● **Instrucciones**
(1) Enumere todos aquellos a quienes, según el fragmento sobre la revolución social, esta debe dar su plena libertad.
(2) Prosiga el fragmento sobre la revolución social a partir de su última oración.

● **Extracto de la página**
━━━━━━━━━━━━━━━━━━━━━━━━━━━━━━

Varlin y sus amigos, como todos los
socialistas sinceros, y en general como todos los trabajadores nacidos y
educados en el pueblo, compartían en el más alto grado esa prevención
perfectamente legítima contra la iniciativa continua de los mismos individuos,
contra la dominación ejercida por las individualidades superiores; y como ante
todo eran justos, dirigían también esa prevención, esa desconfianza, contra sí
mismos más que contra todas las otras personas. Contrariamente a ese
pensamiento de los comunistas autoritarios, según mi opinión, completamente
erróneo, de que una revolución social puede ser decretada y organizada sea por
una dictadura, sea por una asamblea constituyente salida de una revolución
política, nuestros amigos, los socialistas de París, han pensado que no podía
ser hecha y llevada a su pleno desenvolvimiento más que por la acción
espontánea y continua de las masas, de los grupos y de las asociaciones
populares.
Nuestros
amigos de París han tenido mil veces razón. Porque, en efecto, por general que
sea, ¿cuál es la cabeza, o si se quiere hablar de una dictadura colectiva,
aunque estuviese formada por varios centenares de individuos dotados de
facultades superiores, cuáles son los cerebros capaces de abarcar la infinita
multiplicidad y diversidad de los intereses reales, de las aspiraciones, de las
voluntades, de las necesidades cuya suma constituye la voluntad colectiva de un
pueblo, y capaces de inventar una organización social susceptible de satisfacer
a todo el mundo? Esa organización no será nunca más que un lecho de Procusto sobre el cual, la violencia más o menos marcada
del Estado forzará a la desgraciada sociedad a extenderse. Esto es lo que
sucedió siempre hasta ahora, y es precisamente a este sistema antiguo de la
organización por la fuerza a lo que la revolución social debe poner un término,
dando a las masas su plena libertad, a los grupos, a las comunas, a las
asociaciones, a los individuos mismos, y destruyendo de una vez por todas la
causa histórica de todas las violencias, el poder y la existencia misma del
Estado, que debe arrastrar en su caída todas las iniquidades del derecho
jurídico con todas las mentiras de los cultos diversos, pues ese derecho y esos
cultos no han sido nunca nada más que la consagración obligada, tanto ideal
como real, de todas las violencias representadas, garantizadas y privilegiadas
por el Estado.

━━━━━━━━━━━━━━━━━━━━━━━━━━━━━━

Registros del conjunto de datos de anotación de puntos
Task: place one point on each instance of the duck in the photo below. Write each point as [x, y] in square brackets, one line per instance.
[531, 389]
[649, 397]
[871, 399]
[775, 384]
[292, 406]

━━━━━━━━━━━━━━━━━━━━━━━━━━━━━━

● **Respuestas por tarea**
(1) Las masas, los grupos, las comunas, las asociaciones y los individuos mismos.

(2)
Es
evidente que la libertad no será dada al género humano, y que los intereses
reales de la sociedad, de todos los grupos, de todas las organizaciones locales
así como de todos los individuos que la forman, no podrán encontrar
satisfacción real más que cuando no haya Estados. Es evidente que todos los
intereses llamados generales de la sociedad, que el Estado pretende representar
y que en realidad no son otra cosa que la negación general y consciente de los
intereses positivos de las regiones, de las comunas, de las asociaciones y del
mayor número de individuos a él sometidos, constituyen una ficción, una
obstrucción, una mentira, y que el Estado es como una carnicería y como un
inmenso cementerio donde, a su sombra, acuden generosa y beatamente, a dejarse
inmolar y enterrar, todas las aspiraciones reales, todas las fuerzas vivas de
un país; y como ninguna abstracción existe por sí misma, ya que no tiene ni
piernas para caminar, ni brazos para crear, ni estómago para digerir esa masa
de víctimas que se le da para devorar, es claro que también la abstracción
religiosa o celeste de Dios, representa en realidad los intereses positivos,
reales, de una casta privilegiada: el clero, y su complemento terrestre, la
abstracción política, el Estado, representa los intereses no menos positivos y
reales de la clase explotadora que tiende a englobar todas las demás: la
burguesía. Y como el clero está siempre dividido y hoy tiende a dividirse
todavía más en una minoría muy poderosa y muy rica, y una mayoría muy
subordinada y hasta cierto punto miserable. Por su parte, la burguesía y sus
diversas organizaciones políticas y sociales, en la industria, en la
agricultura, en la banca y en el comercio, al igual que en todos los órganos
administrativos, financieros, judiciales, universitarios, policiales y
militares del Estado, tiende a escindirse cada día más en una oligarquía
realmente dominadora y en una masa innumerable de seres más o menos vanidosos y
más o menos decaídos que viven en una perpetua ilusión, rechazados
inevitablemente y empujados, cada vez más hacia el proletariado por una fuerza
irresistible: la del desenvolvimiento económico actual, quedando reducidos a
servir de instrumentos ciegos de esa oligarquía omnipotente.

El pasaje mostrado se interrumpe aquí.